- AIM -
Rewrite the records from the line with "Locate the top" up to and including the line with "left=23, top=36, right=46, bottom=63", replacing "in this image" with "in the photo" and changing nothing else. Leave the pictures out of your answer.

──────── DATA SECTION

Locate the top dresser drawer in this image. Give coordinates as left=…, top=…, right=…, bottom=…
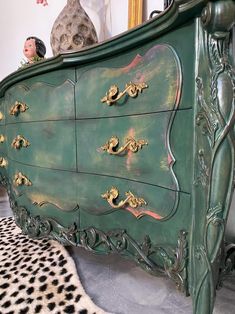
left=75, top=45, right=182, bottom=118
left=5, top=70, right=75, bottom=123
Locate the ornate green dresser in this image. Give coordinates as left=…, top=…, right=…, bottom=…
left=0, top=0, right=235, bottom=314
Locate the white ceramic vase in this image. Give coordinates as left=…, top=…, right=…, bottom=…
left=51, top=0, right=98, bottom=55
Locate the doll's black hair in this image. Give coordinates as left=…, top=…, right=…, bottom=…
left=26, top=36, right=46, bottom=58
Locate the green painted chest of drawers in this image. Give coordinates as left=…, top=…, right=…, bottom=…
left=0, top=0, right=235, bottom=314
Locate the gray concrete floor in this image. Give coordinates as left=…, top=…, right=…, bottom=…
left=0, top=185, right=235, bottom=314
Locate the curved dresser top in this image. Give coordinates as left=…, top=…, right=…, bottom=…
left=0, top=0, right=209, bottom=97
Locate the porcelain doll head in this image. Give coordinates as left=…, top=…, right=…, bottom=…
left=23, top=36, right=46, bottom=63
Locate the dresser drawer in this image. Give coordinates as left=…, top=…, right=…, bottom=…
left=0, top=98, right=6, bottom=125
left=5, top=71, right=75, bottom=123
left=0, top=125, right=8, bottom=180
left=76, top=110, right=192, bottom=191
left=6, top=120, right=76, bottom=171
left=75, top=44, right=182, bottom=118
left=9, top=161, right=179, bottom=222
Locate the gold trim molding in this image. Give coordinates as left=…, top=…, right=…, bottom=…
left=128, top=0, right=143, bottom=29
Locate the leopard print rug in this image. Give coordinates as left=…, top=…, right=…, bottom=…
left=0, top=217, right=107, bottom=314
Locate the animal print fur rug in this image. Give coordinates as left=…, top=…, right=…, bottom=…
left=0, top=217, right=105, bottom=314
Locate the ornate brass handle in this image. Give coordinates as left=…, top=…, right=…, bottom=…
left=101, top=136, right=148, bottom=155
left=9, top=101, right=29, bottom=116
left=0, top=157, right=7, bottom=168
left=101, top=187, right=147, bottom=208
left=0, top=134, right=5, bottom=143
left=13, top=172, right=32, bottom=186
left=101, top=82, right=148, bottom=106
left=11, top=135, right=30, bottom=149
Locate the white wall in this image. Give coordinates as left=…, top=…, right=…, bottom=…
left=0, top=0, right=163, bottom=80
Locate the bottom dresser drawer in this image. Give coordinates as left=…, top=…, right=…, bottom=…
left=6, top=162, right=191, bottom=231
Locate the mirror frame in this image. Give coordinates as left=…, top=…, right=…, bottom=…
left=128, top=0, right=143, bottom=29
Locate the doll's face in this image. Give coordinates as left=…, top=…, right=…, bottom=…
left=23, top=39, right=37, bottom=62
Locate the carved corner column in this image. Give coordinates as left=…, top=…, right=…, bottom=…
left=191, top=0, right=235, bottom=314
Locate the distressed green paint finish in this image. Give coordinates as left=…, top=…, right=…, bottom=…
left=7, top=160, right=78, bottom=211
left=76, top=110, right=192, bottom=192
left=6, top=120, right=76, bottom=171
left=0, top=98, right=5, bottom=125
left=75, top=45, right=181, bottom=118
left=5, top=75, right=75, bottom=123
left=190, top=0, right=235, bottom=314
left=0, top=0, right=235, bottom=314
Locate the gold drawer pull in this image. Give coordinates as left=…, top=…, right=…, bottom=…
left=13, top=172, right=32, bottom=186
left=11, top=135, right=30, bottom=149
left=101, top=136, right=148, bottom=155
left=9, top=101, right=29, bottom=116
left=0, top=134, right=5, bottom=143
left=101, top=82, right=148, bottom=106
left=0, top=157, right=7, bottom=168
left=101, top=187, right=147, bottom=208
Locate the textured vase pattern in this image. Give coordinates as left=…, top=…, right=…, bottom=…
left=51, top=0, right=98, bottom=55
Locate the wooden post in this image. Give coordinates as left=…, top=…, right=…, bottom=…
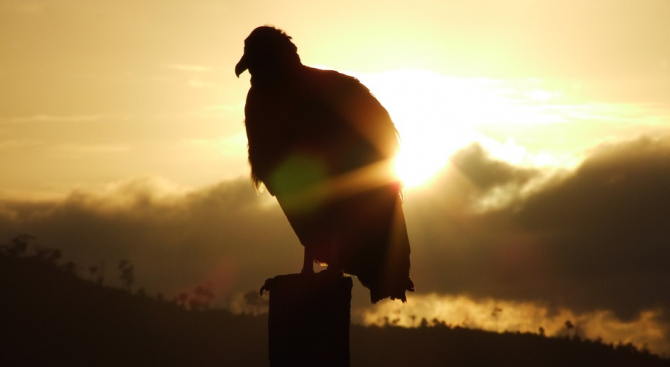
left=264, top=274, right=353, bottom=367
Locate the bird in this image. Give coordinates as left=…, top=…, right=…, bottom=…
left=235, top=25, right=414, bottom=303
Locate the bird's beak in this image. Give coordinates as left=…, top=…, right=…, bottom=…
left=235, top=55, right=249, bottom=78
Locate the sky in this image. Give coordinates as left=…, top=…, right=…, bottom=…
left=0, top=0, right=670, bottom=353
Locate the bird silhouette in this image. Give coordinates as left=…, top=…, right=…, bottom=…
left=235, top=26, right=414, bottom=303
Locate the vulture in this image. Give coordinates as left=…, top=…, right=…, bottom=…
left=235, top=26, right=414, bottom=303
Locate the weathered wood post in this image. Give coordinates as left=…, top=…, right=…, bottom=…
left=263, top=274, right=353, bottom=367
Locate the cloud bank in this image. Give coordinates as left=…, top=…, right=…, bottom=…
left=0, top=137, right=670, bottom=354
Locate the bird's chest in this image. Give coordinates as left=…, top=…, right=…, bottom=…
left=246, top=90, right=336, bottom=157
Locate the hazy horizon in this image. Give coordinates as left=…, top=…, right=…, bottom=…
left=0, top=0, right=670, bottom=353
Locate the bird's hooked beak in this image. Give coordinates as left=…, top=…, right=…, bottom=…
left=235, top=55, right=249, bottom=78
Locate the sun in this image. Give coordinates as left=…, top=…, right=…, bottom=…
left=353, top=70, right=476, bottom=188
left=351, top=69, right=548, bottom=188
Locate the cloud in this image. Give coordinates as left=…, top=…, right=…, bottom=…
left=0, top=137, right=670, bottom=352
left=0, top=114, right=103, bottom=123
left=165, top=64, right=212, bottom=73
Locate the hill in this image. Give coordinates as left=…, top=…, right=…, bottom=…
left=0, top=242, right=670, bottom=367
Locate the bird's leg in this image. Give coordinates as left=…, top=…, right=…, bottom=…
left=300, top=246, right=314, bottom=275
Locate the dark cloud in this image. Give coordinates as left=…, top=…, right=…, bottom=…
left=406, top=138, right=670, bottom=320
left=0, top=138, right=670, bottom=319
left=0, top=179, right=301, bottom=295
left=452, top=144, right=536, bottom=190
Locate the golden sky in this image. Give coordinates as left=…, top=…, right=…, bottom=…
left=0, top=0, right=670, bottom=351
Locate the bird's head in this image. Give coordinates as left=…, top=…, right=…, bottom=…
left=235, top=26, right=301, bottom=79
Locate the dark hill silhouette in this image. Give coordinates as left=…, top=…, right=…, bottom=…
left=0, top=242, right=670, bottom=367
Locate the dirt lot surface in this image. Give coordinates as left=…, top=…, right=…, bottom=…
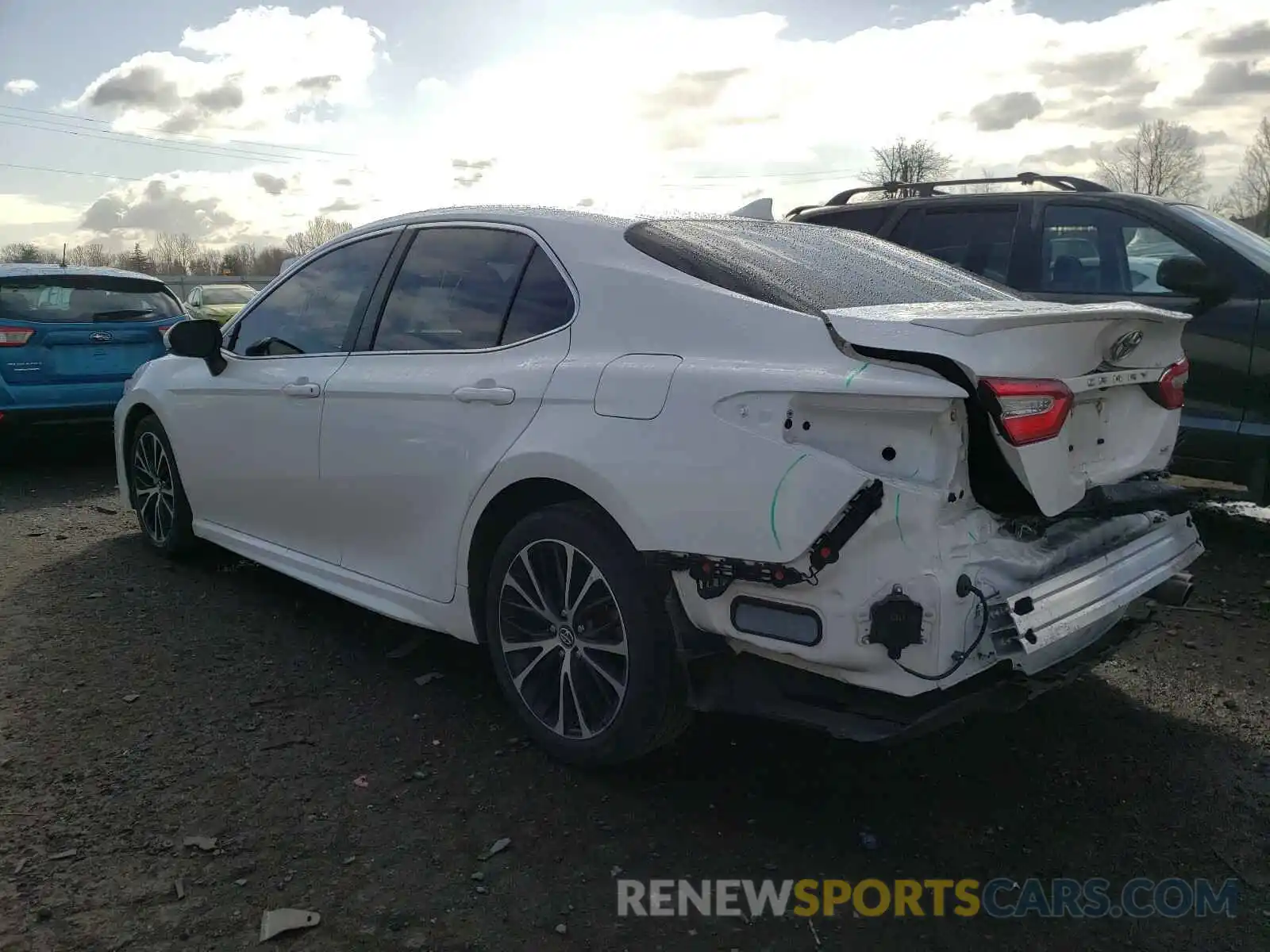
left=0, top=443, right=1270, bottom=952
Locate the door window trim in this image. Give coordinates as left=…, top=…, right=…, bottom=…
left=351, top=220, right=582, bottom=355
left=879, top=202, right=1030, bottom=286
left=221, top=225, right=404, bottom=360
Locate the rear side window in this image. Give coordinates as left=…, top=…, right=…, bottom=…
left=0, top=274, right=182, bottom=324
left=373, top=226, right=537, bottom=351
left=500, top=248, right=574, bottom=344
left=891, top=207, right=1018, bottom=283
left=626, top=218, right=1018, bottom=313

────────────────
──────── DATA SECTION

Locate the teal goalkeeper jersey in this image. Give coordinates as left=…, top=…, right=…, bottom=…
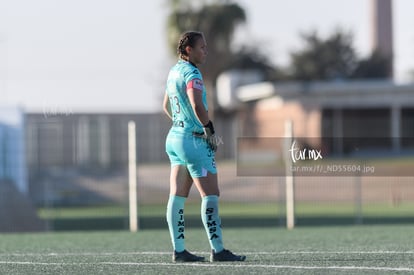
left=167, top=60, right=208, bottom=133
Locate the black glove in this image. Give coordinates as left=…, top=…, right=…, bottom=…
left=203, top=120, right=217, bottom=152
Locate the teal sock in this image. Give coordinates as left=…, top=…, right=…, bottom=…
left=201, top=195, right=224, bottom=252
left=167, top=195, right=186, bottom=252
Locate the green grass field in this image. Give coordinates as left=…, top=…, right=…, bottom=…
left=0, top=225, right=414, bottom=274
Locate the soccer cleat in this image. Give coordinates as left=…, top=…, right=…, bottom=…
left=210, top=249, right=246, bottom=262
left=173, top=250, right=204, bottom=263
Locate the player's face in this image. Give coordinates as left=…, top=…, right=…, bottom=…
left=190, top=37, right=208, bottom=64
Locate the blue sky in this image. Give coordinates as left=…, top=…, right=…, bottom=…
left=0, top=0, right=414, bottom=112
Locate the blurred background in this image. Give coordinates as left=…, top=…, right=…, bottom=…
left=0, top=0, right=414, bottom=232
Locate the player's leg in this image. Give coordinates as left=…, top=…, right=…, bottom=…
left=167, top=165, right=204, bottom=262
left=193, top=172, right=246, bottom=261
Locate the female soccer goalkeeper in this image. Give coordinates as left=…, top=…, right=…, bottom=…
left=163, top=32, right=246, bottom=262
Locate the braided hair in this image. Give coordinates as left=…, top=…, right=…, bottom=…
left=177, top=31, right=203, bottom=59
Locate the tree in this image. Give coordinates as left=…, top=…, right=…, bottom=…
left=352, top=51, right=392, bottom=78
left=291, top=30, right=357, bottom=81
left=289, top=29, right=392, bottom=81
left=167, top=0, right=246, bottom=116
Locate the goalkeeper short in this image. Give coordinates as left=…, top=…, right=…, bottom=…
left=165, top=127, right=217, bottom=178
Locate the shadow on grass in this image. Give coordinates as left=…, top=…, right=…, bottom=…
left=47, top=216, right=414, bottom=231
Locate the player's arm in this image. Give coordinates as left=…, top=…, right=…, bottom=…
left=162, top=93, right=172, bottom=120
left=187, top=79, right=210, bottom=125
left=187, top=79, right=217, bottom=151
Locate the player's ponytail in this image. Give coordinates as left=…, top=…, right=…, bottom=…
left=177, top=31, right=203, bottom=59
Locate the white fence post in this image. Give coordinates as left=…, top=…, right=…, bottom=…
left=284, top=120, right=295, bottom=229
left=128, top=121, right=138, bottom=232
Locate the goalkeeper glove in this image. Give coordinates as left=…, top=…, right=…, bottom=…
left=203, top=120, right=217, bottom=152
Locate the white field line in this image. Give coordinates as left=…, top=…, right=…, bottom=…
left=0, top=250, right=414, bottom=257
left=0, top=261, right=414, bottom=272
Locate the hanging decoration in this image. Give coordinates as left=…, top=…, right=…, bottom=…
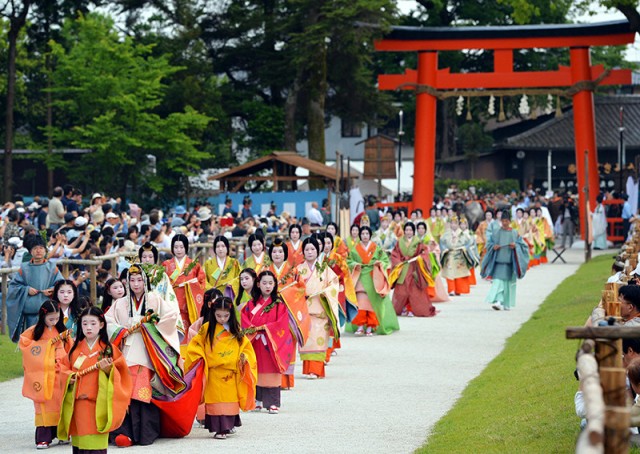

────────────────
──────── DATA SECTION

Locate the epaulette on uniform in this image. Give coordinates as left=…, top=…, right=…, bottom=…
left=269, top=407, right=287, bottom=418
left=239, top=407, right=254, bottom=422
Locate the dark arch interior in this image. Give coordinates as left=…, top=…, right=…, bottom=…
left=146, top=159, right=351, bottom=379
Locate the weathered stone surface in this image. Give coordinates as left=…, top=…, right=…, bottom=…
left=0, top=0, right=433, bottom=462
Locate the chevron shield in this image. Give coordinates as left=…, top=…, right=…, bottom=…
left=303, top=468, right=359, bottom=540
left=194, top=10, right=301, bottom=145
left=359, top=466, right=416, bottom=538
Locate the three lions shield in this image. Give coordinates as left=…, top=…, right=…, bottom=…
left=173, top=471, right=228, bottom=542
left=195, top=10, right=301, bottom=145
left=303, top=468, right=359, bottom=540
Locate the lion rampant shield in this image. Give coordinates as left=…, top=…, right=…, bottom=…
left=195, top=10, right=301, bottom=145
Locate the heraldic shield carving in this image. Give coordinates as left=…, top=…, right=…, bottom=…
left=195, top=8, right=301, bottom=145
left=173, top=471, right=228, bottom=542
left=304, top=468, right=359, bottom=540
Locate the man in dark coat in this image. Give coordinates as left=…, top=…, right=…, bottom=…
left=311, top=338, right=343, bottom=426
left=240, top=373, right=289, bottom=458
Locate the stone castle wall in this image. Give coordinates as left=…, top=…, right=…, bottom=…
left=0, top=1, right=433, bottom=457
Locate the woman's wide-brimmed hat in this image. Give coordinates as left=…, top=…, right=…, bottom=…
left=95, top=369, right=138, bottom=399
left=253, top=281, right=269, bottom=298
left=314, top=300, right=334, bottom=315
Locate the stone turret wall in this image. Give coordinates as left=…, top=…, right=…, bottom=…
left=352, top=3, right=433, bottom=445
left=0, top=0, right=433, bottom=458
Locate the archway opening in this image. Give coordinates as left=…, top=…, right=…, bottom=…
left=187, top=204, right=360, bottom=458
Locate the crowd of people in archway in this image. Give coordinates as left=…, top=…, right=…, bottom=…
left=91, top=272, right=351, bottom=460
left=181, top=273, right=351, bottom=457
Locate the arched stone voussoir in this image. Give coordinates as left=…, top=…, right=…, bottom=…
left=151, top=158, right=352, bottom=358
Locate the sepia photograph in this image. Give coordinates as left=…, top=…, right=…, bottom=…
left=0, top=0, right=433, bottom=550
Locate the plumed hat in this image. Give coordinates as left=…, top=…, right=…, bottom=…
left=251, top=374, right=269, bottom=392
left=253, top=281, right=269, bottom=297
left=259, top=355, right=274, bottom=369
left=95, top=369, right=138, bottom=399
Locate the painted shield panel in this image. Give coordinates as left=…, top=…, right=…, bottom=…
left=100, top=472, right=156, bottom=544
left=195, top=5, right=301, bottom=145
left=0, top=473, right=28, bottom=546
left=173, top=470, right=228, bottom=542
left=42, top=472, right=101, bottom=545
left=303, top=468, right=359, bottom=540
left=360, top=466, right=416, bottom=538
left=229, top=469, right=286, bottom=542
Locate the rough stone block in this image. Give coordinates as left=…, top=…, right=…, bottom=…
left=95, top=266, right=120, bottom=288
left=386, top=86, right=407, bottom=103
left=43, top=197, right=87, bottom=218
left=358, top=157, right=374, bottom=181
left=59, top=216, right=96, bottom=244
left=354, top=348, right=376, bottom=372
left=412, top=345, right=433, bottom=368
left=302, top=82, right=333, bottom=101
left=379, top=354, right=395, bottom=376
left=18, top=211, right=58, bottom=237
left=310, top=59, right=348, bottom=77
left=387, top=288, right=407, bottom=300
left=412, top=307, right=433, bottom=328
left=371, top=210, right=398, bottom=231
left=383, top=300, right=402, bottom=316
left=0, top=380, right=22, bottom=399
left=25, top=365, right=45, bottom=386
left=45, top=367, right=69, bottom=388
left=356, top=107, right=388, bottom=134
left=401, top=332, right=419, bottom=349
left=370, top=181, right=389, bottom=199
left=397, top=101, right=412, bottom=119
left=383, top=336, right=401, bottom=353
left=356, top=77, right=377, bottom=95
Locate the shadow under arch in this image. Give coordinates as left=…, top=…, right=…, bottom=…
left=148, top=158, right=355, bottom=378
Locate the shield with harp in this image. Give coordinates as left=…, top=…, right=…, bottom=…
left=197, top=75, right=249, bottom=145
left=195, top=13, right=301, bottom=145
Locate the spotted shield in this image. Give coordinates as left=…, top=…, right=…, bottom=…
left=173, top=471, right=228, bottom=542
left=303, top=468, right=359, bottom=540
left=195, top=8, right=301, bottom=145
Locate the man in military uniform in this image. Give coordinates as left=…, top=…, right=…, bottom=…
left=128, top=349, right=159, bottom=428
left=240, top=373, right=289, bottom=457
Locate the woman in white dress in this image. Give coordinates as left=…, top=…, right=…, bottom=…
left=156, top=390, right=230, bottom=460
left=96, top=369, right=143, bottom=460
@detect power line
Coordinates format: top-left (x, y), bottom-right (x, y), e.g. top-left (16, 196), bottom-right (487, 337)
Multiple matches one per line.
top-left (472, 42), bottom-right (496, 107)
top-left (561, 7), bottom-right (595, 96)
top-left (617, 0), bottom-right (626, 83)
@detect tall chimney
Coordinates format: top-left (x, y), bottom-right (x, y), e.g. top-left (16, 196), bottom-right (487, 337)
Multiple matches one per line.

────────────────

- EXERCISE OUTPUT -
Locate the top dresser drawer in the photo. Give coordinates as left=…, top=…, right=…, bottom=…
left=75, top=45, right=182, bottom=118
left=5, top=70, right=75, bottom=123
Locate the ornate green dresser in the photo. Give coordinates as left=…, top=…, right=…, bottom=…
left=0, top=0, right=235, bottom=314
Locate the white ceramic vase in the photo. Give coordinates as left=…, top=…, right=…, bottom=…
left=51, top=0, right=98, bottom=55
Locate the doll's black hair in the photo. Give coordinates as left=…, top=…, right=…, bottom=…
left=26, top=36, right=46, bottom=58
Locate the green painted chest of drawers in the photo. Give coordinates as left=…, top=…, right=…, bottom=…
left=0, top=0, right=235, bottom=314
Locate the gray concrete floor in the photo. Give coordinates as left=…, top=…, right=…, bottom=…
left=0, top=185, right=235, bottom=314
Locate the curved dresser top in the photo. Give coordinates as left=…, top=…, right=…, bottom=…
left=0, top=0, right=209, bottom=97
Locate the porcelain doll head in the photo. Give coordinates as left=…, top=…, right=…, bottom=…
left=23, top=36, right=46, bottom=63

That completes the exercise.